__WRITTEN TASK__
Reproduce every line of the records below, requests included, but omit the pictures. Add -75 to each coordinate value in the answers.

__Point annotation dataset records__
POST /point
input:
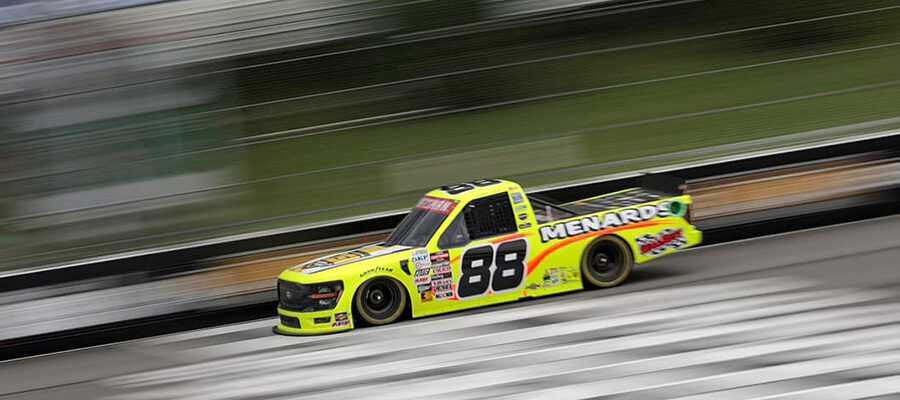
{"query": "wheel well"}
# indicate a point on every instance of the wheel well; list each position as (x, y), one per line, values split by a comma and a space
(627, 245)
(407, 312)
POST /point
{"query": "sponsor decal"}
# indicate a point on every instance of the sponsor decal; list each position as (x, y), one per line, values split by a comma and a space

__PROBLEM SOLUTION__
POST /point
input:
{"query": "wheel well"}
# indicate a point on every instance of the wheel well; list each position as (x, y), one per line, values split by a comma and a space
(552, 170)
(332, 237)
POST /point
{"query": "sponsor decal"}
# indicate a point on every instance of the sponsor decal; list each position as (x, y), one per line, values split by a comma and a space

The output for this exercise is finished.